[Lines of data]
▽

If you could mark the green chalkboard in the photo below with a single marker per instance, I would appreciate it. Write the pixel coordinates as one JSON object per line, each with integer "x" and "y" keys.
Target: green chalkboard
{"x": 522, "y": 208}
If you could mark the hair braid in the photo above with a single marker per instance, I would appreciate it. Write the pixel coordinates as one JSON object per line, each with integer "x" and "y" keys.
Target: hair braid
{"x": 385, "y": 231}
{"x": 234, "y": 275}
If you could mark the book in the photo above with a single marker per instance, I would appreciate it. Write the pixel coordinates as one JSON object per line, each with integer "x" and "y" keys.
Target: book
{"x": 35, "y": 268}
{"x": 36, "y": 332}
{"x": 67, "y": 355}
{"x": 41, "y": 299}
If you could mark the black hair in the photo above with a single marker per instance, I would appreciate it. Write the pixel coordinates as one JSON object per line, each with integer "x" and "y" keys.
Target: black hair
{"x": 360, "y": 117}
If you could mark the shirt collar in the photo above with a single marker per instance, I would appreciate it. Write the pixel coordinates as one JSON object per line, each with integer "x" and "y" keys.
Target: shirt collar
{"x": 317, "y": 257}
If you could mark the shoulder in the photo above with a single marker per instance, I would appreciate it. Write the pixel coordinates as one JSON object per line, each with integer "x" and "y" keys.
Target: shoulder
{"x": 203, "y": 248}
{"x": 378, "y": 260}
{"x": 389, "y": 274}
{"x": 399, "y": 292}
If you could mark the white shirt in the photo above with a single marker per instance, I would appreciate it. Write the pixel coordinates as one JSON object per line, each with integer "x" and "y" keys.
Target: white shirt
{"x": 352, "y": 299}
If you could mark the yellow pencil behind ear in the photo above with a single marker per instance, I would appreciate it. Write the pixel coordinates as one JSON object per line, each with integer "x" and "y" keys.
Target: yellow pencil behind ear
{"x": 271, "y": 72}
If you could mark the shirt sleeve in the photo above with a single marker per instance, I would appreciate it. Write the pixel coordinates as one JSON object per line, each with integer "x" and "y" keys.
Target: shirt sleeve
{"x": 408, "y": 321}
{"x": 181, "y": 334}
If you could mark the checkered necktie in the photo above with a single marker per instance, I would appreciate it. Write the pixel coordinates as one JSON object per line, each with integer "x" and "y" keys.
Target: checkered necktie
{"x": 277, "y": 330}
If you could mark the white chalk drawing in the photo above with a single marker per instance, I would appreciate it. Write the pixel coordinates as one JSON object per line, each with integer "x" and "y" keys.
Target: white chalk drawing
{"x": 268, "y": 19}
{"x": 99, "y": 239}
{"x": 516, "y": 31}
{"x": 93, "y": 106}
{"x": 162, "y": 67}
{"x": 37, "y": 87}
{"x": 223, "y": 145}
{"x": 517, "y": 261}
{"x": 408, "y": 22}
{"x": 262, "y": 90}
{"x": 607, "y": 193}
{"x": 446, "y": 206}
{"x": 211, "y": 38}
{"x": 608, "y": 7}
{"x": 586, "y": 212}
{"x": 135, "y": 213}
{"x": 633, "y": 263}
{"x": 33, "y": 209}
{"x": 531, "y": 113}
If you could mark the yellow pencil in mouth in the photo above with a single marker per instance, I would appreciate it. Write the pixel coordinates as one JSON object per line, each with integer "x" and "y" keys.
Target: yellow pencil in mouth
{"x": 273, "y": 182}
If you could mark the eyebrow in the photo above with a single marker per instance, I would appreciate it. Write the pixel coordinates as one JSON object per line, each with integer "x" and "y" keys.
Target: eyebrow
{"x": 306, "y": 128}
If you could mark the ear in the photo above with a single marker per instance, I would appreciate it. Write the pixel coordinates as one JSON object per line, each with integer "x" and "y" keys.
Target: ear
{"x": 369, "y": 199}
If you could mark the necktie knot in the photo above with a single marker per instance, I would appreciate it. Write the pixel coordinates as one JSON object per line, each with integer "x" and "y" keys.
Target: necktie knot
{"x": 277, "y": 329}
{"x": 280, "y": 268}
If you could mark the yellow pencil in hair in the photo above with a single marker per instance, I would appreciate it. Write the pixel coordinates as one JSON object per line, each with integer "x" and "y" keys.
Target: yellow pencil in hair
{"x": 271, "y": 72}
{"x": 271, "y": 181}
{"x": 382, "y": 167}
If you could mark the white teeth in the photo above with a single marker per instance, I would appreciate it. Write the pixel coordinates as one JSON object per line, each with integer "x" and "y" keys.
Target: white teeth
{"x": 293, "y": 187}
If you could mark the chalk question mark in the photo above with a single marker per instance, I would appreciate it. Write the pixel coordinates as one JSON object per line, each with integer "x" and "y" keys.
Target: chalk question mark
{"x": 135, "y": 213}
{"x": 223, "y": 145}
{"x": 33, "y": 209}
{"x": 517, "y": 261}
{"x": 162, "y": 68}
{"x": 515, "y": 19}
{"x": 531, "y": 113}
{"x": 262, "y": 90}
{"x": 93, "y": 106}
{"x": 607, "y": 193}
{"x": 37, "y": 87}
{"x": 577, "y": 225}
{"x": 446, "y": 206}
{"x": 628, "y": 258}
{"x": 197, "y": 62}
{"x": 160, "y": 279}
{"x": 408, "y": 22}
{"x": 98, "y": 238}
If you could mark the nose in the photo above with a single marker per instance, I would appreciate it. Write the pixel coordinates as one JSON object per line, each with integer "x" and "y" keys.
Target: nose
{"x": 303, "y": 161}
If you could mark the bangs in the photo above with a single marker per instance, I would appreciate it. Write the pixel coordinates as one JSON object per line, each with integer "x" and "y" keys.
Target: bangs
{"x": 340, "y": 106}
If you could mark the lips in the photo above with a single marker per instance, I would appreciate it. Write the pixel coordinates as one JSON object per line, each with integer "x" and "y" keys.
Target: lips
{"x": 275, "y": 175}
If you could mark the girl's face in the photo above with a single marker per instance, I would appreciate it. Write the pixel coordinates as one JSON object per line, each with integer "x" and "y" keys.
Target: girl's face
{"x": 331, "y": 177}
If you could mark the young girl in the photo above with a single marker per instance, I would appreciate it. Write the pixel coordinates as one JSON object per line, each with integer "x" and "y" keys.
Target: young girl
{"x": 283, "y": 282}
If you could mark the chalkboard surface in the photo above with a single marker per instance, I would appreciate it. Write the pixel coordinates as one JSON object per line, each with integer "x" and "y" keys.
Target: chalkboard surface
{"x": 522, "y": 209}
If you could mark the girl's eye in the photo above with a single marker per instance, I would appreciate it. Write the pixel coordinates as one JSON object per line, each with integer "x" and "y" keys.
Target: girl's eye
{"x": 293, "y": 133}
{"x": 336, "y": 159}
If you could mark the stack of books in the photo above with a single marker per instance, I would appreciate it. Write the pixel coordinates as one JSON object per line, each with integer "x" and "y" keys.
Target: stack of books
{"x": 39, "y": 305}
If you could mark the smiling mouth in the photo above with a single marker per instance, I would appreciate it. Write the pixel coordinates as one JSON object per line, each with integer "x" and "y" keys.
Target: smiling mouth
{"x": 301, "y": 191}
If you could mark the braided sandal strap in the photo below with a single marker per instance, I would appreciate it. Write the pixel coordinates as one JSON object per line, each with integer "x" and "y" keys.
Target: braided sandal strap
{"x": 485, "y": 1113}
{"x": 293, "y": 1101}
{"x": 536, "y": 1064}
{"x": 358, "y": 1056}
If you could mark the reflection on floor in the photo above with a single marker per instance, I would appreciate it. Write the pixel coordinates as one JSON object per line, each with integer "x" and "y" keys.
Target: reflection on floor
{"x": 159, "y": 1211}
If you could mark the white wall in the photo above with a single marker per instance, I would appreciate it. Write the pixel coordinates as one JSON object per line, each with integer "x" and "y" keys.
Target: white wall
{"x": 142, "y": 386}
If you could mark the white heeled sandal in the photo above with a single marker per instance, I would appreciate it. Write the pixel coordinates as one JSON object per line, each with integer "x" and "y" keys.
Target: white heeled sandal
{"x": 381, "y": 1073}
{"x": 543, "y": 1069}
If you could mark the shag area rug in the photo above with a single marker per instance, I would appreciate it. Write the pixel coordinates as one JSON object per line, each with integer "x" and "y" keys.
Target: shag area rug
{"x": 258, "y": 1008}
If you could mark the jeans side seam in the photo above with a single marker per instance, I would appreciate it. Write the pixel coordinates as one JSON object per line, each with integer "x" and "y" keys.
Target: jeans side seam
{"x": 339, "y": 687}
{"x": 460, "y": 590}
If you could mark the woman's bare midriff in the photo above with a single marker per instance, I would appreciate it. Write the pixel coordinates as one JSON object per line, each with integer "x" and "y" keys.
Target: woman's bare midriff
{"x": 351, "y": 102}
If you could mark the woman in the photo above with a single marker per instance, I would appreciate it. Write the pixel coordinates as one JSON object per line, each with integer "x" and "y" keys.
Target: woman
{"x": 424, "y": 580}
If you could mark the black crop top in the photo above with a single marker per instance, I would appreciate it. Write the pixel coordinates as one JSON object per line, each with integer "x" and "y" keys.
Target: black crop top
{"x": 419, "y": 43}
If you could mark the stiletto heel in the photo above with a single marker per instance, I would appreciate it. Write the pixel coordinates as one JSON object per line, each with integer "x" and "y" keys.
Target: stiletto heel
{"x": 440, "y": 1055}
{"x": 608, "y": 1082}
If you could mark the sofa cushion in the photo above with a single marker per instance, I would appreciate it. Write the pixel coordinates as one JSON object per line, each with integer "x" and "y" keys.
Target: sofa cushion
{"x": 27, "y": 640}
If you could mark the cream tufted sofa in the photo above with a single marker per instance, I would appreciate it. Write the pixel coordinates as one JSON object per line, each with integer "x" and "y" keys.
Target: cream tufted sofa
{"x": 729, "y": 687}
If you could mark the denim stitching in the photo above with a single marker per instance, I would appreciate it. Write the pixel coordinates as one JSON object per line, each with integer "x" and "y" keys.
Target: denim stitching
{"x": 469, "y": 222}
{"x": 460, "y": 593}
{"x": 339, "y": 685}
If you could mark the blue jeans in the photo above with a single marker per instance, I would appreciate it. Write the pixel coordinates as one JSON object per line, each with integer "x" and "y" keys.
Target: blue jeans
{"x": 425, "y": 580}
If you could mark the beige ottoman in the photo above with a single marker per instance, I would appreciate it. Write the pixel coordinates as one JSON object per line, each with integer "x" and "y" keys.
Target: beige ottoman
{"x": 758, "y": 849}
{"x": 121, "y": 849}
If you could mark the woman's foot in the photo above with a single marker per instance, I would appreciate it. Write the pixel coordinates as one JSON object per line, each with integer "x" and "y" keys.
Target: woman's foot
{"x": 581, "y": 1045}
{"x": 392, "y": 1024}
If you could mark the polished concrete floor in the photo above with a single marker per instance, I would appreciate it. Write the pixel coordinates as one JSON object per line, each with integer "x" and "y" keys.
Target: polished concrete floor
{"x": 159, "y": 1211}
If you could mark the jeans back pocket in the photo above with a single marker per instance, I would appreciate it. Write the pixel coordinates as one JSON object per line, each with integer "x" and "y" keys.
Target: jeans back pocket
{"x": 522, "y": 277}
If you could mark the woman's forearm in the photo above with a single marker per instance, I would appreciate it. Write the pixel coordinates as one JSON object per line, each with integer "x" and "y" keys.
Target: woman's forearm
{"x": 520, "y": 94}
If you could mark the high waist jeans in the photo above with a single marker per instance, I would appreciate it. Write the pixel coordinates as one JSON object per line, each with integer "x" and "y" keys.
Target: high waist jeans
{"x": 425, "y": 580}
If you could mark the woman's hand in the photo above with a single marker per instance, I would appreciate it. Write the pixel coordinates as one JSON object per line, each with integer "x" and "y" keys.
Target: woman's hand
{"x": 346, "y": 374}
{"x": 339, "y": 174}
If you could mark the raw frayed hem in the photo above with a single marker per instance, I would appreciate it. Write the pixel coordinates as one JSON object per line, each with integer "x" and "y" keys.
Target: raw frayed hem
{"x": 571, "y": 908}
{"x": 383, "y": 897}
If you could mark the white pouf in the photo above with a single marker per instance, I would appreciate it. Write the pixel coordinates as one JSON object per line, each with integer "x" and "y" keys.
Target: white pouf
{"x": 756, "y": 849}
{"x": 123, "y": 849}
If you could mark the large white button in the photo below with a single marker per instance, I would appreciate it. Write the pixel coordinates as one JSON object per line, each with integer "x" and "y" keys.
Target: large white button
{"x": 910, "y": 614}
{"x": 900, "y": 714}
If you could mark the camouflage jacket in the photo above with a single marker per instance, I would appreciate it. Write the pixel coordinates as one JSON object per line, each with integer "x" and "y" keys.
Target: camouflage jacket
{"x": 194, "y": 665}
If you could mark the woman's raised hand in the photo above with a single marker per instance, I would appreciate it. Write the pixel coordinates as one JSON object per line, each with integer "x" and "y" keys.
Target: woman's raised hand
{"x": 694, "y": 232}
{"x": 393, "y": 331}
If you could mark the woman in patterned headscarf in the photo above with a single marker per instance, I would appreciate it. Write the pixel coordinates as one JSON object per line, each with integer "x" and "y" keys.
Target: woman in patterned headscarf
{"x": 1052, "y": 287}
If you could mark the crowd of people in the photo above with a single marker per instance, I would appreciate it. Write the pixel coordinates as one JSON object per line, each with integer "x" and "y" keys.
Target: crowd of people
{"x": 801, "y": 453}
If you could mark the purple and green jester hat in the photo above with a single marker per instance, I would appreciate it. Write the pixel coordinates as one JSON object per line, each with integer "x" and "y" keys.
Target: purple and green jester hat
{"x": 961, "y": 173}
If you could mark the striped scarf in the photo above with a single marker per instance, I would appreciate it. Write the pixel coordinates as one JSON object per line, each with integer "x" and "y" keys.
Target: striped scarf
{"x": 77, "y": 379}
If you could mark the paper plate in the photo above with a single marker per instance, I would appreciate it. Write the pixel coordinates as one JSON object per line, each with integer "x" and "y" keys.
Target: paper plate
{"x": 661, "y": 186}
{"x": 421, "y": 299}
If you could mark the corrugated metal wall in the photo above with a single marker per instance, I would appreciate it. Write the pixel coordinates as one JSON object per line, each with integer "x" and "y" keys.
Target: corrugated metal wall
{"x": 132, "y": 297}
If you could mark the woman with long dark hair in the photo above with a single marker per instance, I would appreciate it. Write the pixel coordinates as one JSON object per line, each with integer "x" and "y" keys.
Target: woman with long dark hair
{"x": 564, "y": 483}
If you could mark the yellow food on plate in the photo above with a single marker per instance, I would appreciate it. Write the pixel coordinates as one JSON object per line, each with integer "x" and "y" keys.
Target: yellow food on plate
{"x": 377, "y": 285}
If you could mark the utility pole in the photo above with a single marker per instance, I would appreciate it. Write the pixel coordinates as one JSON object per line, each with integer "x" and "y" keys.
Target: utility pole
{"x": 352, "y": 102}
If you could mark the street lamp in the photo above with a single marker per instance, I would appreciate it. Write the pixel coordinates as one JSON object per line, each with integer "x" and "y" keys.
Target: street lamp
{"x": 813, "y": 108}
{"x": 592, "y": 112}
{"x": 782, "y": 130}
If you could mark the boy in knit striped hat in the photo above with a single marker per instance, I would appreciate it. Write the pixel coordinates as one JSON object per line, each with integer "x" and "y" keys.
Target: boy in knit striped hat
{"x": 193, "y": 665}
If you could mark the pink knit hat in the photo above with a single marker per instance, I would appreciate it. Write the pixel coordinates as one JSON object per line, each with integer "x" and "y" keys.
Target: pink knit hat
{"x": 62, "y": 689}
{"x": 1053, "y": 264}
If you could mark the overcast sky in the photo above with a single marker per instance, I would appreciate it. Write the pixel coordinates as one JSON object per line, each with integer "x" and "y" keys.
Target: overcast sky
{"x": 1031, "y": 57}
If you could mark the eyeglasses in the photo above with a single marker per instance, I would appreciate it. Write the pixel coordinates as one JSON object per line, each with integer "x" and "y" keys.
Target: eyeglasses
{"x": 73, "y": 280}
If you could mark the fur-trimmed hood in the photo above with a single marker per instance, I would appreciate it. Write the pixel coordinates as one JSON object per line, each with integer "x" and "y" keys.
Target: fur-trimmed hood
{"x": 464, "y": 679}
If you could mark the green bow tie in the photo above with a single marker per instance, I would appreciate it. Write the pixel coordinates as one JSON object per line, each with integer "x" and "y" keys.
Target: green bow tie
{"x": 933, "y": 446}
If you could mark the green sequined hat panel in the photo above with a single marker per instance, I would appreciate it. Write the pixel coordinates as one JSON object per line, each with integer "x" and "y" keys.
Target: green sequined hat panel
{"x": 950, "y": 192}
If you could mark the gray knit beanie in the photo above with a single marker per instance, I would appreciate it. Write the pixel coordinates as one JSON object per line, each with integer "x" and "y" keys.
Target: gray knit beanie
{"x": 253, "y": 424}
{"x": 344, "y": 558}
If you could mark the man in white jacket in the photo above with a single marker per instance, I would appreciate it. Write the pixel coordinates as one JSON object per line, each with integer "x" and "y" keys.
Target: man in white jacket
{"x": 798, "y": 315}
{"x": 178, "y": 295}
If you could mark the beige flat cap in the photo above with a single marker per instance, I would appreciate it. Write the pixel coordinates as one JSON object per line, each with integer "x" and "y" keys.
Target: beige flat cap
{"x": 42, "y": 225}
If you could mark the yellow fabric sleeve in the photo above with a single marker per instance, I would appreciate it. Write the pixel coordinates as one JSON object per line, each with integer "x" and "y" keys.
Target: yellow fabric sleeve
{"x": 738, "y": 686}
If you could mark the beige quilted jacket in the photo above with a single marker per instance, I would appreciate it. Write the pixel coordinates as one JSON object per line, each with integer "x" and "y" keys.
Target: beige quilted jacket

△

- Objective
Repeat the line containing "If you could mark the yellow fabric" and all subsequent lines through the final line of the data, exactly and with no others.

- Answer
If you could mark the yellow fabric sleeve in the photo above with a single marker per instance, I would appreciate it. Write the pixel coordinates as one JSON object per line, each with integer "x" and "y" keys.
Target: yellow fabric sleeve
{"x": 738, "y": 686}
If you could mark the beige quilted jacket in the photo above with a single marker per instance, I would appreciate it. Write the pixel coordinates as one JSON object per line, each with integer "x" and "y" keys.
Target: beige quilted jacket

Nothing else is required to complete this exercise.